→ Assignment A
Translate this sentence from the article on the Pride in Ageing pilot into Spanish: "According to the Switchboard website, Pride in Ageing will hold co-design sessions with older LGBTIQA+ people across Victoria from July to September 2024."
→ Assignment B
Continue the article on the Pride in Ageing pilot from its last sentence.

→ Given text
★ ★ ★
By KATRINA BRANDON

 

AS the first of its kind in Australia, the Minister for Equality, Harriet Shing, has announced a $4.5 million pilot project for Pride in Ageing, in partnership with Gippsland Pride Initiative and Switchboard.

Pride in Ageing, one of Gippsland Pride Initiative’s top five priorities, is based on equality, access, and partnership between communities to help discontinue discrimination, disadvantages, and exclusions for people within the LGBTIQA+ community.

The four-year program is aimed at people over 60-years-of-age who are experiencing repetitive explanations of their identity and sexuality, negativity, and disadvantages when receiving aged care services and other later care.

“LGBTIQA+ people experience disadvantage, discrimination, and exclusion, particularly when accessing services, aged care, and affirming care later in life. This prevents people from fully participating and ensuring they are part of a community,” Ms Shing said.

“The Pride in Ageing initiative has $4.5 million for over four years to ensure that we can partner with organisations and communities across the state to address those needs and concerns and ensure where people might otherwise have to come out over and over again.

“It’s to make equality non-negotiable; it needs to include everybody, and this is what the Pride in Ageing pilot is about – the partnership with Switchboard and, of course, our regional communities, such as the Gippsland Pride Initiative.”

According to the Switchboard website, Pride in Ageing will hold co-design sessions with older LGBTIQA+ people across Victoria from July to September 2024. They are encouraging people to share what they would like to see in the future to help LGBTIQA+ people feel safe and welcome within local communities and LGBTIQA+ spaces.

“We want to ensure that people who want to access aged care can access organisations and support, whether aged care or medical services and that we have the right supports in place so that people feel safe and able to access that care irrespective of gender identity or sexuality,” Ms Shing said.

At the launch of the project in the newly established Trafalgar Gippsland Pride Initiative centre, Josie Davis, who is a retired nurse and part of the East Gippsland LGBTIQA+ community, got the chance to speak about her experiences in Bairnsdale and surrounding areas, about how the LGBTIQA+ community is perceived and the regional challenges that behold people in similar circumstances.
★ ★ ★
→ Source information
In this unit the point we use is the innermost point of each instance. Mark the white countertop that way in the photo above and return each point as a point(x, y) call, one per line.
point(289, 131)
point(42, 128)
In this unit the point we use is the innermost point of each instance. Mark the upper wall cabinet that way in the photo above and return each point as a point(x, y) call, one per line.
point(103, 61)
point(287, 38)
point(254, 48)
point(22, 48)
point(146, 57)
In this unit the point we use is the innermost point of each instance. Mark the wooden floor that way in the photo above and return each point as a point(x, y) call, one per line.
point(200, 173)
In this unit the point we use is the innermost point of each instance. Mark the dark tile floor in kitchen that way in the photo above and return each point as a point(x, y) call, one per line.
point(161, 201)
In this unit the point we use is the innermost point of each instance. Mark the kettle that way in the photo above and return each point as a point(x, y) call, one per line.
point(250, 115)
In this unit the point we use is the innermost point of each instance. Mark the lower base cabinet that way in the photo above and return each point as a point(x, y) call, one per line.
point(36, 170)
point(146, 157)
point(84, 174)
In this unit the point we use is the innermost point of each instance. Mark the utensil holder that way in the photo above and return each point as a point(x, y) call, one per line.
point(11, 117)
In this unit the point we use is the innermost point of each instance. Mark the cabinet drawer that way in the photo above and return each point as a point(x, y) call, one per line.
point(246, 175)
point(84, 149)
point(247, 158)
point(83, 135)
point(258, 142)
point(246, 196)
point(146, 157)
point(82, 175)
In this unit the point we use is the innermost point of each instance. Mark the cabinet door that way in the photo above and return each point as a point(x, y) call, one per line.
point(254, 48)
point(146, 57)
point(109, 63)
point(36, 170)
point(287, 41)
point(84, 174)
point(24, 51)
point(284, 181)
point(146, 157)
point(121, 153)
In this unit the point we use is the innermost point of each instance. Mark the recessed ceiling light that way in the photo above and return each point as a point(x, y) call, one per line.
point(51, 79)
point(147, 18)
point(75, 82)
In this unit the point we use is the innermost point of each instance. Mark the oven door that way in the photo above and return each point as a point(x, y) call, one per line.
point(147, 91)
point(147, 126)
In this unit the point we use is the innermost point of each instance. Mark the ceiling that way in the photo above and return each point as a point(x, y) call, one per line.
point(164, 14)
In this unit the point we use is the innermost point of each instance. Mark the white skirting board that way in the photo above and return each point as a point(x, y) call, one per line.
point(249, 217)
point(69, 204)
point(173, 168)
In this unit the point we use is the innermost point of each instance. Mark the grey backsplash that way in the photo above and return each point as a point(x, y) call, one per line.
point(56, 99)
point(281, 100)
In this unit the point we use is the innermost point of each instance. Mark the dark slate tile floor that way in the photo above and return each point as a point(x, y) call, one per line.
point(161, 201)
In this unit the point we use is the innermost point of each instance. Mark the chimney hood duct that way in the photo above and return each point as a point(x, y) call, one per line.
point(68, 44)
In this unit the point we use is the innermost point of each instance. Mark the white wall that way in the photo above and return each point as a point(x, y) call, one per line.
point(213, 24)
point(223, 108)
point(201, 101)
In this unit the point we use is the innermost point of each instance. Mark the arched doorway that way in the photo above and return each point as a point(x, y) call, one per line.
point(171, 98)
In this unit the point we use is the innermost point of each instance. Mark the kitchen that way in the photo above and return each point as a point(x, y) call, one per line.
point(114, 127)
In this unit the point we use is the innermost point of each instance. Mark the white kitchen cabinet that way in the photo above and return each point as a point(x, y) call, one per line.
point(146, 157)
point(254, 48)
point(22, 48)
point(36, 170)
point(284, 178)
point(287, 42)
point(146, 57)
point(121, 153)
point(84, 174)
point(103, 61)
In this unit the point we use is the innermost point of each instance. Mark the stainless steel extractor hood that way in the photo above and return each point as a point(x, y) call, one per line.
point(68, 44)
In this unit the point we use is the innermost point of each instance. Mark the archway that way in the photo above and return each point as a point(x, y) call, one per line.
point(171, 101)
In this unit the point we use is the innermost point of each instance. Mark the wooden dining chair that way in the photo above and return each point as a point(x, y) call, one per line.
★ ★ ★
→ Exercise result A
Según el sitio web de Switchboard, Pride in Ageing celebrará sesiones de codiseño con personas LGBTIQA+ mayores en todo Victoria de julio a septiembre de 2024.

→ Exercise result B
“I am a retired nurse with a background in welfare and health. For 25 years, I worked in mental health. I moved to East Gippsland from Melbourne with my then-partner 25 years ago,” she said.

“While we were in the moving van, we were contacted by the local woman who was the primary contact person for lesbians in East Gippsland and who had been invisibly networking for over 40 years.”

During her time in the East Gippsland region, she said that she has attended many events with up to 60 other LGBTIQA+ people and that the visibility in rural communities and facilities was poor. She said that while she acknowledges Indigenous Health, awareness is essential, there needs to be universal education for health workers about the LGBTIQA+ community.

“Workers in health and community services rarely have the tools to discuss sexual orientation or to incorporate it into their care, and this means older lesbians have to ‘come out’ again and again to workers. If they lack any confidence, they will not experience care as a result,” she said.

Ms Shing said the program would be in place to help ease anxiety and to lift any shame that someone would feel during the process without compromising the quality of life. The program is leaning into the challenges and doing something about it.

“This $4.5m over four years will mean that we can provide dignity and safety for people, that homophobia, transphobia, discrimination, harassment and violence are identified, are prevented and are acted upon for people often that have experienced this for their entire lives,” Ms Shing said.

During the conference, Minister Shing expressed admiration for the work that the President (Chairperson) of Gippsland Pride Initiative, Caitlyn Grigsby, has invested in ensuring that those within the LGBTIQA+ community have a safe place to go and get the support they need.

“Caitlyn is a force. Caitlyn has the extraordinary ability to meet people with the care and compassion they deserve. She has changed how we have conversations within our communities, advocating for governments and breaking down many layered barriers we experience. Caitlyn’s work is rippling through generations and, more broadly, represents what we are trying to do,” Ms Shing said.

The program coordinates regular fortnightly catch-ups for mutually enjoyable activities or hobbies, such as chatting over the phone, having coffee or tea at home or in a cafe, going for walks, seeing films and attending LGBTIQA+ community events.